Eu vi a miséria do meu
povo. Em Jesus, o
Emanuel - Deus conosco - Deus vê com os olhos humanos de Jesus e com
seu olhar divino a nossa miséria. Aquela miséria inerente à nossa condição
humana de seres famintos, sedentos, carentes, necessitados, incompletos e
inacabados. Falo aqui no sentido existencial da palavra e não a miséria no
aspecto financeiro. Mas Deus ver
igualmente a miséria socioeconômica do seu povo e da natureza destruída e
devastada, sua Criação. O Evangelho do Ressuscitado
nos convoca às bem-aventuranças da justiça e da paz. O homem novo e a mulher nova renascidos na Páscoa,
ressuscitados com Jesus Cristo pelo poder do Espírito Santo só serão novos de
verdade, se forem instrumentos das exigidas transformações econômicas, sociais, culturais e ambientais, sem excludentes e excluídos, sem opressores e
oprimidos. Sem faraós.
Eu conheço as suas
angústias. Deus
sabe de nossas angústias, Ele é também carne de nossa carne e ossos de nossos
ossos. Ele é o Verbo Encarnado
angustiado no Monte das Oliveiras e no monte do Calvário. Deus não é um Deus distante, indiferente,
desligado e desinteressados de nós. Um sarcástico. Ele confessou na sua angústia suprema que a
carne é fraca. Não era um ensinamento de
Deus para os homens. Era uma confidência do Deus feito carne que confidenciava que
a carne é fraca. Deus conhece muito bem a dor da depressão. “Minha alma está perto perturbada até a morte”(Mc
14,34). Ele nos dias de sua vida terrestre ofereceu súplicas ao Pai, por nós,
com clamor e lágrimas (Hb 5,7). Deus chora! ( Jo 11, 35). Jesus Chorou cantam Mano Brown, DJ KL Jay, Ice Blue e Edi Rock do
Racionais MC’s. Deus conhece a pobreza,
o preconceito e a discriminação de ser o Nazareno e Galileu. Quem são nazarenos
e galileus de hoje? Nós conhecemos? Conhece
a tortura na prisão e a morte de cruz. “Lembrai-vos
dos presos, como se estivésseis presos com eles, e dos torturados, como sendo-o
vós mesmos também no corpo” (Hb 13,3).
================
§ **Enunciado 1**:
Reúna todas as linhas da listagem abaixo que contêm a palavra "tree", respeitando maiúsculas e minúsculas.
A listagem abaixo não guarda relação alguma com o trecho.

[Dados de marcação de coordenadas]
================
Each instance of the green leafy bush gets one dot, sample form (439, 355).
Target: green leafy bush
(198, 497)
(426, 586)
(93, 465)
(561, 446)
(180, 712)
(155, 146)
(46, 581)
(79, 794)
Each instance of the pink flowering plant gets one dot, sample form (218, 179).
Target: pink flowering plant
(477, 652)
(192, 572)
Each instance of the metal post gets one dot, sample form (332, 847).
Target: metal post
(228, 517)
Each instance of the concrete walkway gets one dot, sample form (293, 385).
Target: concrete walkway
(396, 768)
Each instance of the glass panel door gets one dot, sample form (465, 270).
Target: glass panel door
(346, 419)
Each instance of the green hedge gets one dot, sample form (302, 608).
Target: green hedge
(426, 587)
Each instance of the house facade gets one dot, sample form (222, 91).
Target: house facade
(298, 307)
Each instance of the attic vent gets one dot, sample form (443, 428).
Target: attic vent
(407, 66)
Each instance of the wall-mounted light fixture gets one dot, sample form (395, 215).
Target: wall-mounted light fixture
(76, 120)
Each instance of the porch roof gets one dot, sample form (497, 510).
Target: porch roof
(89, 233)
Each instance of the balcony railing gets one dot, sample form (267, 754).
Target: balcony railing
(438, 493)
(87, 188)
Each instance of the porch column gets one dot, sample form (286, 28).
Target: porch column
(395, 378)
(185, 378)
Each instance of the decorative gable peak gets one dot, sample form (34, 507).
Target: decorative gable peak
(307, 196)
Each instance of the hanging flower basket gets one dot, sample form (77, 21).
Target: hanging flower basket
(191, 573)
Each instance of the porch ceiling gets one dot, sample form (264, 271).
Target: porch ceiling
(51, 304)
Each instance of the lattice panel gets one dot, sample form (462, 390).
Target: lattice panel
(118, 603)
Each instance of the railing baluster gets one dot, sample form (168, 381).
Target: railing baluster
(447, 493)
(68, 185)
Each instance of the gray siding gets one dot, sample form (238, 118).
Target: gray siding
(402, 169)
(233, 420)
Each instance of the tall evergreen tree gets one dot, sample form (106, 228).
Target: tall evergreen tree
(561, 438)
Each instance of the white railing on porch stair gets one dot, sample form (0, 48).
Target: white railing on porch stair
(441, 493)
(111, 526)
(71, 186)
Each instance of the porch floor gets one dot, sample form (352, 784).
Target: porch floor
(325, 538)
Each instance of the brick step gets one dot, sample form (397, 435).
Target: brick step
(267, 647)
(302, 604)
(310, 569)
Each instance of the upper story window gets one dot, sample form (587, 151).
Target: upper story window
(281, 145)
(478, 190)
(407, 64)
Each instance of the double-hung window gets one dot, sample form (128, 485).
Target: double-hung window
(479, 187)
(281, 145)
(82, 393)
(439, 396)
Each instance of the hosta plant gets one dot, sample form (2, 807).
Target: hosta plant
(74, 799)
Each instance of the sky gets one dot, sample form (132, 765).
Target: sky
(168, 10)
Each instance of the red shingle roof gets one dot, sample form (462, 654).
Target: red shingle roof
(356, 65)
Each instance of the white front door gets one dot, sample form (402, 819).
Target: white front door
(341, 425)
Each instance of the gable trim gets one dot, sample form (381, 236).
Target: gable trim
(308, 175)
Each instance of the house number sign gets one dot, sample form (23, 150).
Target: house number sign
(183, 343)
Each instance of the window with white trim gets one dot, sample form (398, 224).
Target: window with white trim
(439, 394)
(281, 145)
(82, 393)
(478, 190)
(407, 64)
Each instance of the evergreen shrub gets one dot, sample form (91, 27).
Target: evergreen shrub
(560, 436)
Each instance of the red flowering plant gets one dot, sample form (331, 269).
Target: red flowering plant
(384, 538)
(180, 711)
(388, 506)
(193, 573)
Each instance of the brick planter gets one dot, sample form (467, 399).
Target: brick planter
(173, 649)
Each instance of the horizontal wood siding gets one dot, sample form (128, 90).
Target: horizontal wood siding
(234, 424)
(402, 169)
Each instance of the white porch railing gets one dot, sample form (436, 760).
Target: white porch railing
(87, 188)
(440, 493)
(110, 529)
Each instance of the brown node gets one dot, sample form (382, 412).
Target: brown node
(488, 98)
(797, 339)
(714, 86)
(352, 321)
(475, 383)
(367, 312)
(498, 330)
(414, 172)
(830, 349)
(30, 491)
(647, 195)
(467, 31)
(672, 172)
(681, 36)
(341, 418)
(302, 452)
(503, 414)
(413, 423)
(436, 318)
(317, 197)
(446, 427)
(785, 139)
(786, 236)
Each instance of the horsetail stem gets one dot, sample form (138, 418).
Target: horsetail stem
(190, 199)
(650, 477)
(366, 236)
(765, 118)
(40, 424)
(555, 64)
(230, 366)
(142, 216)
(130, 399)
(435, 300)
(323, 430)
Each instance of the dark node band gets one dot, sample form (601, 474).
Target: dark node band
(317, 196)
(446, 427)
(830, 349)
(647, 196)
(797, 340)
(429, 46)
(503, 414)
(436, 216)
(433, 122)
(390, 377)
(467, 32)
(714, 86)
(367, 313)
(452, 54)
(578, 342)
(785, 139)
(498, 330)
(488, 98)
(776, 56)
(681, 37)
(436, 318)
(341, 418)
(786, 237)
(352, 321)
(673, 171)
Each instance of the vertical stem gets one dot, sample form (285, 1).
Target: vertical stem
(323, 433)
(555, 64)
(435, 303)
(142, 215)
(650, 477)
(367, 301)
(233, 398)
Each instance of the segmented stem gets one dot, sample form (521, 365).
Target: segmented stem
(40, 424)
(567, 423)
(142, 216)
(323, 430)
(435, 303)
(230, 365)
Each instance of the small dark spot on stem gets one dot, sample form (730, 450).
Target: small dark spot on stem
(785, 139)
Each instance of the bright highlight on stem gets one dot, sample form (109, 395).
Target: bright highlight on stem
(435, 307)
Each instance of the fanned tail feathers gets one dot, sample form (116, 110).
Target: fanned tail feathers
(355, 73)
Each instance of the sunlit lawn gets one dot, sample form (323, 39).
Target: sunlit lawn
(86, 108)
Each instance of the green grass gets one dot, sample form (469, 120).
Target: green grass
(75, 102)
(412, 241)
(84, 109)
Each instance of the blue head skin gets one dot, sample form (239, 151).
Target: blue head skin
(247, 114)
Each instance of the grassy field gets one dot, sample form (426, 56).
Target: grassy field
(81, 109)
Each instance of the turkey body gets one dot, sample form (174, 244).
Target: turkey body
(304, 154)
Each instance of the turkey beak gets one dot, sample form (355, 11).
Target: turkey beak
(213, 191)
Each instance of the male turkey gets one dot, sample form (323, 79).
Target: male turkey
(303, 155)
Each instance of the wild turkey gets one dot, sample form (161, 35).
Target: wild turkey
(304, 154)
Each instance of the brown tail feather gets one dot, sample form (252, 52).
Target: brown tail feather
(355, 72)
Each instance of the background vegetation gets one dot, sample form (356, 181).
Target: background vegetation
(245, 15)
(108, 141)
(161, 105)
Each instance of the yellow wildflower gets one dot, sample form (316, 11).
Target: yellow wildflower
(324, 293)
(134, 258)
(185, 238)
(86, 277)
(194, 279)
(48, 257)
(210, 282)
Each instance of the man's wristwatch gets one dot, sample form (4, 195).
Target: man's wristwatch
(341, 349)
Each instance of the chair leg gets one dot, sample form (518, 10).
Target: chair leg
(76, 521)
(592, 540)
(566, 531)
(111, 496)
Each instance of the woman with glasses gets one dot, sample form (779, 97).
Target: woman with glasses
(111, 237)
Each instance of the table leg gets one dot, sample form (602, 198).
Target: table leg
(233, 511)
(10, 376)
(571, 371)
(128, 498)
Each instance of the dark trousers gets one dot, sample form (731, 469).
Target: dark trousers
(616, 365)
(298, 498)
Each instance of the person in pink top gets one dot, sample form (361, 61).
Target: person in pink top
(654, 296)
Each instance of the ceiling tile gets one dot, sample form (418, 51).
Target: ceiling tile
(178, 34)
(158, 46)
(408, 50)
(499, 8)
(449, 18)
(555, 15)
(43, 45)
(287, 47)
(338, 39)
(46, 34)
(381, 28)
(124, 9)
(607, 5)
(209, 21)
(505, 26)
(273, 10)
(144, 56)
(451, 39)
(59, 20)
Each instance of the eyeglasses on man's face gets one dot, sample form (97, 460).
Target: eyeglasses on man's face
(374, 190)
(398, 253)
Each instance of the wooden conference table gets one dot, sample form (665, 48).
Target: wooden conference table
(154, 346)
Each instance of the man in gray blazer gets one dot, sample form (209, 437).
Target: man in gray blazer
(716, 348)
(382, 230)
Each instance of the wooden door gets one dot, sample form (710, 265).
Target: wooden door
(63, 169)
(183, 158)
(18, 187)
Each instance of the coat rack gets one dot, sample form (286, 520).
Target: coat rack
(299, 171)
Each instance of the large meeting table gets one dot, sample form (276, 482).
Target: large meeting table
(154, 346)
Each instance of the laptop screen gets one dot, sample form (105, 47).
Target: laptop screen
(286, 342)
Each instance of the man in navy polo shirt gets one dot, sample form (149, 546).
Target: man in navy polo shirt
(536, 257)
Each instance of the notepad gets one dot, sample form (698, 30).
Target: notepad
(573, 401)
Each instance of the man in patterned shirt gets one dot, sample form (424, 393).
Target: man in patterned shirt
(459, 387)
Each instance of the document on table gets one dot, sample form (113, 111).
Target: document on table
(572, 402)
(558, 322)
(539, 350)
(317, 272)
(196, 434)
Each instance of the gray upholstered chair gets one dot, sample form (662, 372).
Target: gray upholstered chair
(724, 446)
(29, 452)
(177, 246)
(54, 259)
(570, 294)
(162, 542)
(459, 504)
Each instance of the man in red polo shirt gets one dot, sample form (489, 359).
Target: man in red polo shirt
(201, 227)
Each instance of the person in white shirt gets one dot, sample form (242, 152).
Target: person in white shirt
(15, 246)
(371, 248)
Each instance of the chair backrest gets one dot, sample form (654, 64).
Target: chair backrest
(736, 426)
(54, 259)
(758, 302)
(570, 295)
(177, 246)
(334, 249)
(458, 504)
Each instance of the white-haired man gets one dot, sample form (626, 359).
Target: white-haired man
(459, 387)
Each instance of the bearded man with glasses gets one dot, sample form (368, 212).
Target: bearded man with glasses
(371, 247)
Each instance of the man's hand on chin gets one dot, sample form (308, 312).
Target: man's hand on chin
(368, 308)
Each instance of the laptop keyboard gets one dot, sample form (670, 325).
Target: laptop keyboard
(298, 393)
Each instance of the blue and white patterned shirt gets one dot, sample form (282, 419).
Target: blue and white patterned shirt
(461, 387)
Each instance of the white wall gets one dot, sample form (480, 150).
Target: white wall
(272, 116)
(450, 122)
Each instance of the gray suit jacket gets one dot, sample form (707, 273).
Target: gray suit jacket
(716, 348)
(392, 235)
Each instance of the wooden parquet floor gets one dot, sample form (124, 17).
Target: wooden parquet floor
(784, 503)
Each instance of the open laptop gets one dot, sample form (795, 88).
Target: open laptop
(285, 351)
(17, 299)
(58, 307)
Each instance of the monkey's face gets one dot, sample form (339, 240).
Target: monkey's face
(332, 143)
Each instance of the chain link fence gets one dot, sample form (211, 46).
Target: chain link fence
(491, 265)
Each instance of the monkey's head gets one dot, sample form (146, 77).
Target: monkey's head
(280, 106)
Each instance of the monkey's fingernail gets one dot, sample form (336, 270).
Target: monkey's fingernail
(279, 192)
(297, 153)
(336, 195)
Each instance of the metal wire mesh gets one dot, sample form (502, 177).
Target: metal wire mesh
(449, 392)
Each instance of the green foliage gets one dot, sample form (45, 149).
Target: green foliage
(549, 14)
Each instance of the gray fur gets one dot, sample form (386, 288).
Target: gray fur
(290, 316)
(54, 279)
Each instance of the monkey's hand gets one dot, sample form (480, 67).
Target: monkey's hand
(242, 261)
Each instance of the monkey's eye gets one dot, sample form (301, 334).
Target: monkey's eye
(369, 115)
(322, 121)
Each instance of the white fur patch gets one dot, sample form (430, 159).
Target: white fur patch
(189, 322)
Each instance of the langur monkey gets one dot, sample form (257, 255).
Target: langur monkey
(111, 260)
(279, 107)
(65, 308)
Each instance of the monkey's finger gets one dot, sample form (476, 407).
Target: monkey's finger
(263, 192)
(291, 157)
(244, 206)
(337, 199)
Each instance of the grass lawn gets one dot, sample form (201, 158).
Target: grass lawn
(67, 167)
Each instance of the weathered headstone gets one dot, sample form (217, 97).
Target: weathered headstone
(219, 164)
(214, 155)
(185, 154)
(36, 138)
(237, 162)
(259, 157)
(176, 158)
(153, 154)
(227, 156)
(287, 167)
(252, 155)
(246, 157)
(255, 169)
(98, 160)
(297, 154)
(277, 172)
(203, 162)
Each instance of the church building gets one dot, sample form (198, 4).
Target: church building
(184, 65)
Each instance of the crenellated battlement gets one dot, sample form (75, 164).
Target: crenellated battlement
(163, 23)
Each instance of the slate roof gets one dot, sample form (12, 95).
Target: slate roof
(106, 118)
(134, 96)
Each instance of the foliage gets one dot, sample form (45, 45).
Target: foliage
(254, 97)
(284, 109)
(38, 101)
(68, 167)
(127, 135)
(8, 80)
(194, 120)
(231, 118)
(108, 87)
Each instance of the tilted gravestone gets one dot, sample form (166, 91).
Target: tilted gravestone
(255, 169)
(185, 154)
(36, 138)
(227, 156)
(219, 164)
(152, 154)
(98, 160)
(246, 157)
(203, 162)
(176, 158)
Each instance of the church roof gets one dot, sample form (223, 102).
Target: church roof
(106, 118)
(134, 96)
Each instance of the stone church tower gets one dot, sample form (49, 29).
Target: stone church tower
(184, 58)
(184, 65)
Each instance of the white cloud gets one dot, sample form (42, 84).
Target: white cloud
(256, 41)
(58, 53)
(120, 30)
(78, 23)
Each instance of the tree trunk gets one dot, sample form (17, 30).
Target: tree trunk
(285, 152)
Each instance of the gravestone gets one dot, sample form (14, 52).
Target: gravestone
================
§ **Enunciado 2**:
Escreva a continuação do trecho sobre o Deus que vê a miséria e conhece as angústias do seu povo, começando logo após a última frase apresentada.

§ **Resultado final 1**:
Each instance of the tall evergreen tree gets one dot, sample form (106, 228).
Target: tall evergreen tree
Each instance of the tree trunk gets one dot, sample form (17, 30).
Target: tree trunk

§ **Resultado final 2**:
Deus
tem fome e sede. “Tive fome e me deste de comer tive sede e me deste de beber...
tive preso e me foste ver” (Mt 25,35-36).
Ele gritou na cruz “tenho sede!” (Jo 19,28). Deus conhece as nossas angústias e sofre os
nossos sofrimentos muito mais do que nós sofremos com as nossas dores. O Dom Helder vai mais longe no mistério
pascal e faz uma oração : ““Mais que comum dos dias, olhei o mais que pude os
rostos dos pobres, gastos pela fome, esmagados pelas humilhações, e neles
descobri teu rosto, Cristo Ressuscitado!”.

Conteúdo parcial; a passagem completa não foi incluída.